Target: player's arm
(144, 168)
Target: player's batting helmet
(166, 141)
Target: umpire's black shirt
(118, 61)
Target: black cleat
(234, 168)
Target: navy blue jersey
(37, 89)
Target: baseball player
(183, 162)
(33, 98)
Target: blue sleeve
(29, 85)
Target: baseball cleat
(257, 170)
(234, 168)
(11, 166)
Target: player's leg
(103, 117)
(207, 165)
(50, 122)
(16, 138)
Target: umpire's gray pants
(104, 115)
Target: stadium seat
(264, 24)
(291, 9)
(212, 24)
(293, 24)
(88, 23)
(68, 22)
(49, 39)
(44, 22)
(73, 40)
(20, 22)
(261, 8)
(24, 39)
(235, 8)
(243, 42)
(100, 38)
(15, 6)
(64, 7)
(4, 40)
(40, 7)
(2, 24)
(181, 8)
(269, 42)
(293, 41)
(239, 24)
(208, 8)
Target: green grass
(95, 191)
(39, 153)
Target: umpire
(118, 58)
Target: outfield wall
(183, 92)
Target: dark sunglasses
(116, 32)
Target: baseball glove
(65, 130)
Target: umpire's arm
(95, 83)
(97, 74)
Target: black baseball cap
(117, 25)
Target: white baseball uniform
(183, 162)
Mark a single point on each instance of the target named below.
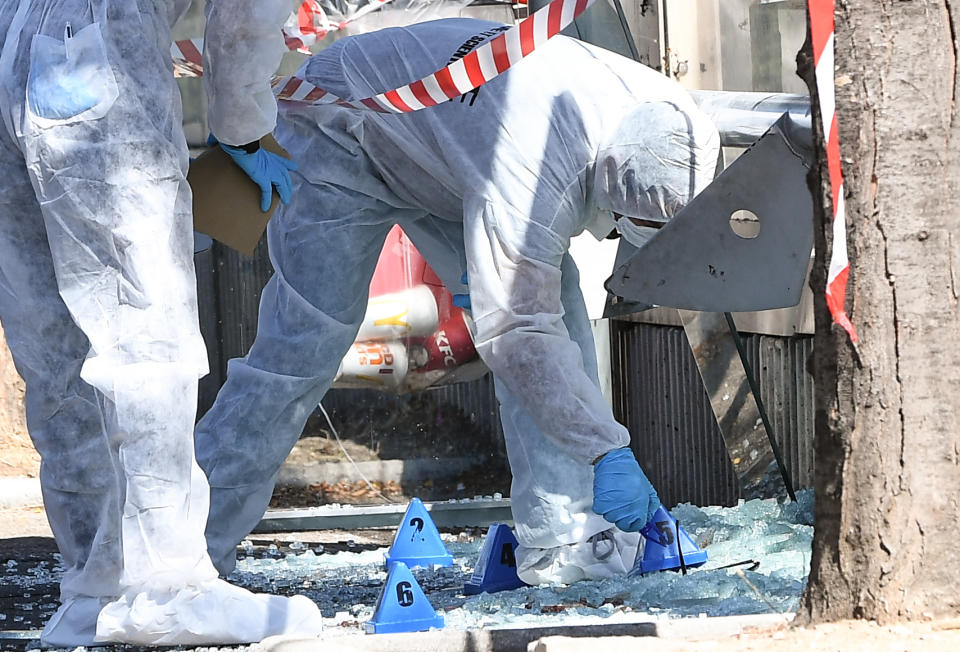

__________

Put all of the entries above into a numbered list. Drop any blank lines, and leave the pictures out.

1. Target: player's arm
2. (144, 168)
3. Target: player's batting helmet
4. (166, 141)
5. Target: umpire's black shirt
6. (118, 61)
7. Target: black cleat
8. (234, 168)
9. Target: navy blue jersey
10. (37, 89)
11. Target: baseball player
12. (183, 162)
13. (33, 98)
14. Target: blue sleeve
15. (29, 85)
16. Target: baseball cleat
17. (257, 170)
18. (234, 168)
19. (11, 166)
20. Target: player's leg
21. (103, 117)
22. (207, 165)
23. (50, 122)
24. (16, 138)
25. Target: umpire's gray pants
26. (104, 115)
27. Target: stadium seat
28. (264, 24)
29. (291, 9)
30. (212, 24)
31. (293, 24)
32. (88, 23)
33. (68, 22)
34. (49, 39)
35. (44, 22)
36. (73, 40)
37. (20, 22)
38. (261, 8)
39. (24, 39)
40. (235, 8)
41. (243, 42)
42. (100, 38)
43. (15, 6)
44. (64, 7)
45. (4, 40)
46. (40, 7)
47. (2, 24)
48. (181, 8)
49. (269, 42)
50. (293, 41)
51. (239, 24)
52. (208, 8)
53. Target: green grass
54. (95, 191)
55. (39, 153)
56. Target: umpire
57. (118, 58)
58. Target: outfield wall
59. (183, 92)
60. Target: dark sunglasses
61. (116, 32)
62. Target: baseball glove
63. (65, 130)
64. Target: umpire's arm
65. (95, 83)
66. (97, 74)
67. Target: black baseball cap
68. (117, 25)
69. Target: white baseball uniform
70. (183, 162)
71. Mark a single point on each instance of the target named below.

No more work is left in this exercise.